» **EXTRACT**
---

2. LOOK FOR A SAFE PERSON // No Shame In Grieving

The second thing I can tell you is look for a safe person. And then become that safe person for others. I tell my kids this all the time. I tell my wife this all the time. We have to model the, I'm sorrys if we ever expect people to learn to change and have a sincere heart. And so we will often be ones that openly say, Hey, I'm so sorry. I'm the first to apologize in my family. And the reason is because I want them to know that I'm sincere. I want them to know that when the time comes, if I hurt someone or if they're hurting me, that they can come to me and say, Hey, I'm sorry. And now that's just for an action that I've done to them or they've done to me, but to come to someone and just mean it and say, I feel the pain that you are feeling. That is what can begin the process of healing. There's no shame in grieving. There's no shame in crying. We just went over three examples of Jesus physically crying in the Bible. Weeping, lamenting with passion and pain

3. Turn to God in Prayer

The third thing that you guys can do is just turn to God in prayer. Confess your pain, your weakness, your struggles, your hurts.

4. Read God’s Word

Read God's word, get into God's word and read this Bible, this manual, this book for life that is truly meant for you. It is a love letter to you from God himself to say that I am the father who looks down on you and loves you.

And I know that you will go through pain because it is predetermined that our sin causes more pain. And so the more that we fall away and the more that we are farther from God, the more pain we will experience.

But in Psalm 119: 105, a verse that many people know, says, your word is a lamp to my feet and a light to my path. God's word here. Is the way that we will experience wisdom in the midst of our crisis, in the midst of our pain, and in the midst of our journey. So, if you know someone that's hurting, go to them.

If you are hurting, look for a safe person. If you are that person that's grieving, go to God in prayer. Lament. Pour yourself out. Amen. Be confessional with a sincere heart and say, God, you know, all that I'm already going through. I really, really, really need you now. I'd love to teach a whole thing and just sit down with you guys and show you about, um, how to pray and how to talk with God and how to have a walk with God.

If you're interested in that, please leave that in the comments. I'm working on so many different things right now that I think is going to truly bless your life, is going to grow your family, it's going to increase the blessings that you will have in the future of your life.

I really genuinely believe it. I just want to tell you lastly, be encouraged. You're not alone. We've been saying that for years. You're not alone. There is a purpose for your pain. There is an absolute purpose for your pain. God sees you. He hears you. El Roy. He is the God that sees and at the same time he sees you weep.

---

» **SUPPLIED ENTRIES**
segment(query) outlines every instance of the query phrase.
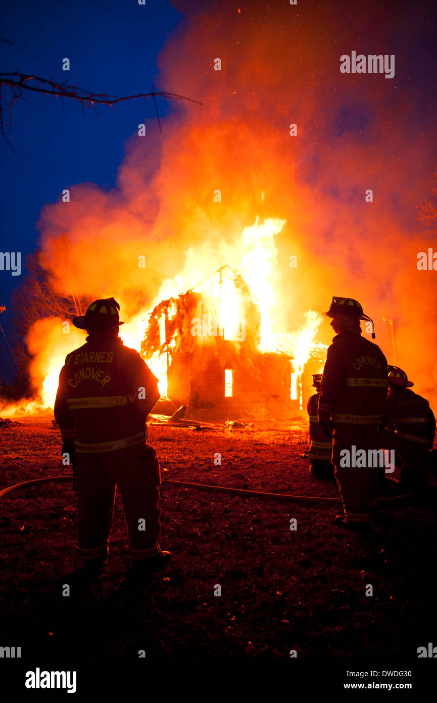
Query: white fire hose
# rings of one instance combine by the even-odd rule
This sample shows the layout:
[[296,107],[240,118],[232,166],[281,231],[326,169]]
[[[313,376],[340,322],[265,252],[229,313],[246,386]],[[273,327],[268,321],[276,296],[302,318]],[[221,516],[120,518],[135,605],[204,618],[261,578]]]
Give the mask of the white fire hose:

---

» **EXERCISES TO COMPLETE**
[1] In the text on grieving, which Bible verse is cited as saying "your word is a lamp to my feet and a light to my path"?
[2] Resume the text on grieving and pain, starting after its last sentence.
The material plays no part in what follows and can be set aside.

» **THE ANSWERS**
[1] Psalm 119:105.

[2]
He hears and he goes running to you. This is the story of a father who would run to us in the midst of our own brokenness and sin.

I want to encourage you with this. It's okay to not be okay. It's okay to not be okay, but one day know that it is going to get easier and you will grow and it will be okay. And the time span between the pain and the eventual healing may be a day, a week, a month, a year, ten years, a lifetime. But one day, maybe not even here on earth, you will find healing.

And I promise you that. You guys. You're loved. This world is so full of brokenness and pain and hate. And I want to bring you guys life. I want to love you guys. I want to remind you of why you're loved. I want to give you guys encouragement.

And finally there's a song in our family that we listen to a lot. We listen to this artist that is such a great role model for my girls. Her name is Ann Wilson and the song is called Just Be Held.

She does it with Casting Crowns, and I want to encourage you guys to listen to that song And furthermore, we have a playlist that's been ongoing for years and years and years. We've shown it publicly There's hundreds of you that have subscribed to this Spotify playlist, but it is called our hope for the waiting and in this moment, um, the hurting and the broken, um, friends, I, I thought to be honest with you that I was going to be able to do this in 90 seconds, uh, cause that's how long a reel is supposed to be. But I think this just turned out to be a video and I think I'm okay with that.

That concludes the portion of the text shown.